TASK REQUIREMENTS:
Rewrite the stretch from the start of the listing through the line containing "57, 140, 74]]", putting "call" wherever "invocation" appears and keeping everything else the same.

──────── EXERCISE MATERIALS

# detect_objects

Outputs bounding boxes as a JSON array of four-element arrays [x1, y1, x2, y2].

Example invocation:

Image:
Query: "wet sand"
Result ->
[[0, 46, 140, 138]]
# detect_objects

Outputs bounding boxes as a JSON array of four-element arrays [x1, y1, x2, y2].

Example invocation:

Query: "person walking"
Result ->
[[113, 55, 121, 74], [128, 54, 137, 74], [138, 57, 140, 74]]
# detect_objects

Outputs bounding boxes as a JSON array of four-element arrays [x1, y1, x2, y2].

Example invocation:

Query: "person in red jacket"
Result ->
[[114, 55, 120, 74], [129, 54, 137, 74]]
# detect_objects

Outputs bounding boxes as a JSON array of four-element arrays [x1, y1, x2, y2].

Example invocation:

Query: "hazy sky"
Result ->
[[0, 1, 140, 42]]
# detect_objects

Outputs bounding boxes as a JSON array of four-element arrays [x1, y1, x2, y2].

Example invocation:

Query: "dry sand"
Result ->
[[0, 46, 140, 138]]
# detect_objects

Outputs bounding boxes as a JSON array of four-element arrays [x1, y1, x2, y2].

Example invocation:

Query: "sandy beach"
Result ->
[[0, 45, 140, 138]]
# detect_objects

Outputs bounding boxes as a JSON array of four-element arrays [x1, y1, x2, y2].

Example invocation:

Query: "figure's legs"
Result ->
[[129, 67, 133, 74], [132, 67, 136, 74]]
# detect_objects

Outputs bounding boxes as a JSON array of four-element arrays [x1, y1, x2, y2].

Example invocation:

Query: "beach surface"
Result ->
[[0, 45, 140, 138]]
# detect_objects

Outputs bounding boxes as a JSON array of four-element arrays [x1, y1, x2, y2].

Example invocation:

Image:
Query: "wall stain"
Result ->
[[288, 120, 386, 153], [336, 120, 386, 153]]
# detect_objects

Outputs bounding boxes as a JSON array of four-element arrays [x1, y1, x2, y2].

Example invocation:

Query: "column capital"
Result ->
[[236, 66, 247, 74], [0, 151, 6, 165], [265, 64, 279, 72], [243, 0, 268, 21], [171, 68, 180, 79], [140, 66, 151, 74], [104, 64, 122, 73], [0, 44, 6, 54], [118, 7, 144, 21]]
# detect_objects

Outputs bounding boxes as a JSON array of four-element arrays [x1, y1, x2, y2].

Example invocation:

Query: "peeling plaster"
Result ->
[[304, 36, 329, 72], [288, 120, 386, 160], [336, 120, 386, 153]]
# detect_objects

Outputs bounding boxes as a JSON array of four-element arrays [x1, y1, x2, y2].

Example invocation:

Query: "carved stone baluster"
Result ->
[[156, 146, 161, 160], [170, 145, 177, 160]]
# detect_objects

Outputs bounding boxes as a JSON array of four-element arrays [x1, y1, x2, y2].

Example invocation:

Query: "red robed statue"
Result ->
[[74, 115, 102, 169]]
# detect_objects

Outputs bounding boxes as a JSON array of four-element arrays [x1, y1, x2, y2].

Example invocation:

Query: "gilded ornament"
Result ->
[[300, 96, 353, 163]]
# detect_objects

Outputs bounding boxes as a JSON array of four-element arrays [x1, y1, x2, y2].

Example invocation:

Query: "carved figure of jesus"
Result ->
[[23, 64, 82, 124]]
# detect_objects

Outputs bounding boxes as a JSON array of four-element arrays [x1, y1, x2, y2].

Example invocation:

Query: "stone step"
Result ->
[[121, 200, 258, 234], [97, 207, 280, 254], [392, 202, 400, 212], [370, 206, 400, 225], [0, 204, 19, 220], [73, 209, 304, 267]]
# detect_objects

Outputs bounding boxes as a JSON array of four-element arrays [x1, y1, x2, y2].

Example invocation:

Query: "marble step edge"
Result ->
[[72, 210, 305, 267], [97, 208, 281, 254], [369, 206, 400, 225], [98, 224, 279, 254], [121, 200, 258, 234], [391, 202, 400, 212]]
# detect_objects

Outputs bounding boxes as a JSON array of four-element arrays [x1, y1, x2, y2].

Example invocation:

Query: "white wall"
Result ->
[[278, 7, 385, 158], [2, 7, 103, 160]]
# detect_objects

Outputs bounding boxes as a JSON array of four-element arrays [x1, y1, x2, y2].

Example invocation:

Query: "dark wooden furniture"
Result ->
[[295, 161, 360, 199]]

────────────────

EXPECTED OUTPUT:
# detect_objects

Outputs bounding boxes as a JSON array of four-element arrays [x1, y1, x2, y2].

Example call:

Image:
Query: "wet sand"
Result ->
[[0, 46, 140, 138]]
# detect_objects

Outputs bounding boxes as a JSON array of four-element arrays [x1, y1, x2, y2].

Example call:

Query: "person walking"
Result ->
[[113, 55, 121, 74], [128, 54, 137, 74], [138, 57, 140, 74]]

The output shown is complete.